Start with the first line of the data and end with the line that holds "Target — tall grass."; write out each one exactly.
===== Provided data =====
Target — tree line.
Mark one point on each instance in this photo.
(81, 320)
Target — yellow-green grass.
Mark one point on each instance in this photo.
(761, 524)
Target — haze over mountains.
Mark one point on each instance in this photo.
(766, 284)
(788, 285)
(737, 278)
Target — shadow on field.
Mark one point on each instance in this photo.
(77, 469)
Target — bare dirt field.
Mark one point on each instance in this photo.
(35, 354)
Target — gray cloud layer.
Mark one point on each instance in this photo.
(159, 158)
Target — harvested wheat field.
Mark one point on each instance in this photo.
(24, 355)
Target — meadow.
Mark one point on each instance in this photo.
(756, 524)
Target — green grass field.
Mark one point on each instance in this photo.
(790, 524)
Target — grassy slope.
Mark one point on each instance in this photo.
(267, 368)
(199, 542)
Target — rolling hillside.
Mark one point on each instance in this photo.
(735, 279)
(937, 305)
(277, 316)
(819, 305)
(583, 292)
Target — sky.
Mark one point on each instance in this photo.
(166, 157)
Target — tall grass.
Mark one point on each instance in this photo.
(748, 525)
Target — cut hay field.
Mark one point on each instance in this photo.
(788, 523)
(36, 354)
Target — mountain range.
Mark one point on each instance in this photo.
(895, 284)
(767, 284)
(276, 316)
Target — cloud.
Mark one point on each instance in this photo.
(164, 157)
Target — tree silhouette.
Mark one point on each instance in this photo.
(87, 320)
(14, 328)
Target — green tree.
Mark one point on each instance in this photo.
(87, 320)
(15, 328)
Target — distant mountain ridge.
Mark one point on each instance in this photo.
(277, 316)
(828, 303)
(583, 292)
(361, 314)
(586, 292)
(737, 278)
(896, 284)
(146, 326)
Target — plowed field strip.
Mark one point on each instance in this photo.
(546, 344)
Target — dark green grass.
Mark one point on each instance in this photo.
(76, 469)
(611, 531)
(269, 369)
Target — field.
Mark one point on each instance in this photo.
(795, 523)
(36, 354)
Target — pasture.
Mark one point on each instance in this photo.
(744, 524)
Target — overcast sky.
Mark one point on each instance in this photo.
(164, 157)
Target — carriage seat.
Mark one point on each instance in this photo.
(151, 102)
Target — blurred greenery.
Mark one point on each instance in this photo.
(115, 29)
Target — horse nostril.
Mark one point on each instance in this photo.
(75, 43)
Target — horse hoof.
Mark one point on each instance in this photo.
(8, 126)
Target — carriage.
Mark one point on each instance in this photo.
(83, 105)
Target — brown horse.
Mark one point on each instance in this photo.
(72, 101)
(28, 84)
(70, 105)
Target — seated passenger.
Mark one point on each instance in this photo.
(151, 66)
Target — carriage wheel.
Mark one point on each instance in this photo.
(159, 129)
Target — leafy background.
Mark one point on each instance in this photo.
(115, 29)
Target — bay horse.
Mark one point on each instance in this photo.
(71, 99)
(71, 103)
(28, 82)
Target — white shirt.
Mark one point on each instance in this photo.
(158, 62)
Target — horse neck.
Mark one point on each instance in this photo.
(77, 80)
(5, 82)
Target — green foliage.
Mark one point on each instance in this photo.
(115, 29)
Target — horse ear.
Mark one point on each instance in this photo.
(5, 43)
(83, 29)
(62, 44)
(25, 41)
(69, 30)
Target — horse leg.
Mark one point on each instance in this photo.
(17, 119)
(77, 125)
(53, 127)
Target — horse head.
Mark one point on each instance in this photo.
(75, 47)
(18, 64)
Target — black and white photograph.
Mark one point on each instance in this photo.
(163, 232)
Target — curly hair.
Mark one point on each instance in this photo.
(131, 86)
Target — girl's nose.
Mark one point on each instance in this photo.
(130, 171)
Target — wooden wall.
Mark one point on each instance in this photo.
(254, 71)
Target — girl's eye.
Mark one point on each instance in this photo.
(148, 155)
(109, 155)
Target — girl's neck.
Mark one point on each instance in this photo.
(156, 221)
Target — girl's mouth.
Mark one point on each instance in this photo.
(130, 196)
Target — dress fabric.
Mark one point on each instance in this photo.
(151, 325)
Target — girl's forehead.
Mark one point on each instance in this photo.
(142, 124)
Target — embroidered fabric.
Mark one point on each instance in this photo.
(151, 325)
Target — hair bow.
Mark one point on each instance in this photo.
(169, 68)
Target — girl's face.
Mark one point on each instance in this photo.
=====
- **Reply**
Target — tree line.
Mark one point on each instance in this photo.
(81, 320)
Target — yellow-green grass.
Mark one point on each instance in this photo.
(761, 524)
Target — haze over mountains.
Mark one point on each instance in this photo.
(766, 284)
(788, 285)
(737, 278)
Target — shadow on field.
Mark one point on each instance in this photo.
(77, 469)
Target — bare dirt field.
Mark one point on each instance in this photo.
(35, 354)
Target — gray cloud layer.
Mark one point on each instance in this photo.
(159, 158)
Target — harvested wheat field.
Mark one point on each instance in this photo.
(24, 355)
Target — meadow.
Mark one point on each instance in this photo.
(756, 524)
Target — green grass field.
Mark one point on each instance in this photo.
(790, 524)
Target — grassy slope.
Mark one point on each instance in this photo.
(267, 368)
(199, 542)
Target — rolling hillside.
Mark one point on each instance in this photo.
(735, 279)
(937, 305)
(277, 316)
(819, 305)
(583, 292)
Target — sky.
Mark one point on each instance in this photo.
(166, 157)
Target — tall grass.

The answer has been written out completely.